• Prompt:
In the Mahout error post below, edit the span starting at "at sun.reflect.NativeMethodAccessorImpl.invoke0(Native Method)" and ending at "at org.apache.hadoop.util.RunJar.main(RunJar.java:187)" so that "RunJar" becomes "JobLauncher", and give that span back.

• Quoted passage:
/---
You are viewing a plain text version of this content. The canonical link for it is here.
Posted to user@mahout.apache.org by Chih-Hsien Wu <ch...@gmail.com> on 2013/11/19 15:47:22 UTC

Fwd: lucene.util.ArrayUtil.oversize(II)I error with mahout 0.8 on AWS EMR

Hi all,

I'm running a custom mahout jar file on AWS EMR and received the following
error:

Error: org.apache.lucene.util.ArrayUtil.oversize(II)I
Error: org.apache.lucene.util.ArrayUtil.oversize(II)I
Error: org.apache.lucene.util.ArrayUtil.oversize(II)I
java.lang.IllegalStateException: Job failed!
	at org.apache.mahout.vectorizer.collocations.llr.CollocDriver.generateCollocations(CollocDriver.java:238)
	at org.apache.mahout.vectorizer.collocations.llr.CollocDriver.generateAllGrams(CollocDriver.java:187)
	at org.apache.mahout.vectorizer.DictionaryVectorizer.createTermFrequencyVectors(DictionaryVectorizer.java:184)
	at clustering.AmazonClusteringDriver.main(AmazonClusteringDriver.java:133)
	at sun.reflect.NativeMethodAccessorImpl.invoke0(Native Method)
	at sun.reflect.NativeMethodAccessorImpl.invoke(NativeMethodAccessorImpl.java:57)
	at sun.reflect.DelegatingMethodAccessorImpl.invoke(DelegatingMethodAccessorImpl.java:43)
	at java.lang.reflect.Method.invoke(Method.java:606)
	at org.apache.hadoop.util.RunJar.main(RunJar.java:187)


I have the codes run successfully on local machines clusters under
Hadoop 1.2.1 framework. However, I can't get the same code to work on
AWS under Amazon Hadoop 2.2.0 distribution. I'm not sure what the
problems are exactly.


Jason
\---
• Raw data:
/---
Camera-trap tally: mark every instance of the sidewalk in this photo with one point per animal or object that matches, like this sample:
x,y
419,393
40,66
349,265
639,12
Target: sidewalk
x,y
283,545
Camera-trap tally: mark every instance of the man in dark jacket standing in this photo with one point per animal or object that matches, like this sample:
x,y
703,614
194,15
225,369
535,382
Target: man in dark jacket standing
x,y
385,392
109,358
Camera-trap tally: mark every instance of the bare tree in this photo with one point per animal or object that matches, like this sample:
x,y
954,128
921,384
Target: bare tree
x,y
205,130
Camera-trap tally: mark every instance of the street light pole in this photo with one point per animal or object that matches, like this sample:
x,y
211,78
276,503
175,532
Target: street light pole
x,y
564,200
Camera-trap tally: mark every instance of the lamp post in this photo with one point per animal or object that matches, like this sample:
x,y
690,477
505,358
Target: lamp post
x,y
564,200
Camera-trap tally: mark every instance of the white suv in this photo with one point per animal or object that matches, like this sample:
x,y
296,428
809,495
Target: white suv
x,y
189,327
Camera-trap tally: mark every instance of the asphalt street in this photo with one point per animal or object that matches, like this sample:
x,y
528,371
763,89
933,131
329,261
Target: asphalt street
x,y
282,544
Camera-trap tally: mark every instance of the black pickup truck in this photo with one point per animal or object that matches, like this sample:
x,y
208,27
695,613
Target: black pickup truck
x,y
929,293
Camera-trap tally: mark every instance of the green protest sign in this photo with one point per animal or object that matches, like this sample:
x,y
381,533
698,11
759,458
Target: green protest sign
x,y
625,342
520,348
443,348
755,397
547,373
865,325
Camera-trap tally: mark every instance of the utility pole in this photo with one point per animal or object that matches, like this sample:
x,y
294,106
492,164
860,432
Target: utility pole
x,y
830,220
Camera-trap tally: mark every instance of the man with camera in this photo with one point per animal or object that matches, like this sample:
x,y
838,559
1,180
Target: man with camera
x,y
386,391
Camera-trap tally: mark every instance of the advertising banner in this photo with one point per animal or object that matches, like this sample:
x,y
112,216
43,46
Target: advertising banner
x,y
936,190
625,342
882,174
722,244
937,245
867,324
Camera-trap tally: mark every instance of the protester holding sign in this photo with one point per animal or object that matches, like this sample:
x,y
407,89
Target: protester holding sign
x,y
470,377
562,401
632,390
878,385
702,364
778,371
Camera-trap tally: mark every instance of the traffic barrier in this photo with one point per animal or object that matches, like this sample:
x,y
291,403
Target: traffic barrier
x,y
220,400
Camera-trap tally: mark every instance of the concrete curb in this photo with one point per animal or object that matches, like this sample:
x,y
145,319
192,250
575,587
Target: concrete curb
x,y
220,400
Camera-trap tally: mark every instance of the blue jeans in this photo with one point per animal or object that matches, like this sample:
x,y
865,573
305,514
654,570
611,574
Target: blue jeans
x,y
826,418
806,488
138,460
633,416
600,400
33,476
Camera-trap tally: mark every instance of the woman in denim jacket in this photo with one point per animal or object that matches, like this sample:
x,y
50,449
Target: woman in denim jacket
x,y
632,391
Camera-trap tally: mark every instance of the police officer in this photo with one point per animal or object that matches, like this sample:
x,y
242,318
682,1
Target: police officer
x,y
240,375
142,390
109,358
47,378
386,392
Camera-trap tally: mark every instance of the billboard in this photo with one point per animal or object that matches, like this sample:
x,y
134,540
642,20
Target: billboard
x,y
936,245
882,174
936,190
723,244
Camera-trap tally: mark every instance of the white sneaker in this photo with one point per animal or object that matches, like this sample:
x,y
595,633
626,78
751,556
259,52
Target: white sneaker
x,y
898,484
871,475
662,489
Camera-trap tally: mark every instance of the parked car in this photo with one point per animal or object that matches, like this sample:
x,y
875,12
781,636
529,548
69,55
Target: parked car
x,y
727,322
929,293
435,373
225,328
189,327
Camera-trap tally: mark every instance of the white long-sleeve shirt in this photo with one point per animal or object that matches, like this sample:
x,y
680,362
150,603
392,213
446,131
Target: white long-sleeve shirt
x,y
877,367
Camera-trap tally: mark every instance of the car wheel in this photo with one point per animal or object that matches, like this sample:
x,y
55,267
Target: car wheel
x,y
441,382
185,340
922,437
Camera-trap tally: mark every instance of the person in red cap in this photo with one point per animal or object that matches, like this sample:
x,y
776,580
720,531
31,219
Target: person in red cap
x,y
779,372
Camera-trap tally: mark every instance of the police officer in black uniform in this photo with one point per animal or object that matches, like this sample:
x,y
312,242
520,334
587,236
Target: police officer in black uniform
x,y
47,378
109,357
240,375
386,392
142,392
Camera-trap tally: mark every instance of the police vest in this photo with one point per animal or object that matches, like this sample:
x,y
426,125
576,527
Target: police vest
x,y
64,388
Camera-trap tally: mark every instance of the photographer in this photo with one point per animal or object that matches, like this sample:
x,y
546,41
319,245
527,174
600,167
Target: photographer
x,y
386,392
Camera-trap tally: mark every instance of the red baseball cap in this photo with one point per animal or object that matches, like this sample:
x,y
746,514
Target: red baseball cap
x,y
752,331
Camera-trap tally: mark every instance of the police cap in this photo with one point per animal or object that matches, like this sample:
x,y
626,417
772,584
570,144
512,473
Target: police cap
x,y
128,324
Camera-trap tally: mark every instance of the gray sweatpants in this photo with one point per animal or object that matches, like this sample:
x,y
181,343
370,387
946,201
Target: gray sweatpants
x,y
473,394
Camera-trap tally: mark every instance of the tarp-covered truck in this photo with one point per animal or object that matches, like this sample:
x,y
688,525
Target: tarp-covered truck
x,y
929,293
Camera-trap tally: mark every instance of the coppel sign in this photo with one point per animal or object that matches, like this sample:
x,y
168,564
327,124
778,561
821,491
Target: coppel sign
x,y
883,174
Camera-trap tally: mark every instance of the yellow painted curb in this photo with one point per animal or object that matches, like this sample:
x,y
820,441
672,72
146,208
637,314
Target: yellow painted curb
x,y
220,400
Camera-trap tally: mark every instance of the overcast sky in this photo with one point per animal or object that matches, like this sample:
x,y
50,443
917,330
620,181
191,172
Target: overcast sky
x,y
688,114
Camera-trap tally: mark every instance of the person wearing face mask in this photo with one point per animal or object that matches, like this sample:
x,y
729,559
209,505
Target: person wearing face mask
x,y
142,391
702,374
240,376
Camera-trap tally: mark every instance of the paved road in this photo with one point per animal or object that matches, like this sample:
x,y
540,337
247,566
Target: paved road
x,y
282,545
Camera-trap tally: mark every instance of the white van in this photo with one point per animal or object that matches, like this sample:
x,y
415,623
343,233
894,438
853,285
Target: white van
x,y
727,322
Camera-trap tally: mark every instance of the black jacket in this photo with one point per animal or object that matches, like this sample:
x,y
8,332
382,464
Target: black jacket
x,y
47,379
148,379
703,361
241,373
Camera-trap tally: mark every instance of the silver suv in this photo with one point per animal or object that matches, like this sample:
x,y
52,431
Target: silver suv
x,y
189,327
\---
• Task result:
at sun.reflect.NativeMethodAccessorImpl.invoke0(Native Method)
	at sun.reflect.NativeMethodAccessorImpl.invoke(NativeMethodAccessorImpl.java:57)
	at sun.reflect.DelegatingMethodAccessorImpl.invoke(DelegatingMethodAccessorImpl.java:43)
	at java.lang.reflect.Method.invoke(Method.java:606)
	at org.apache.hadoop.util.JobLauncher.main(JobLauncher.java:187)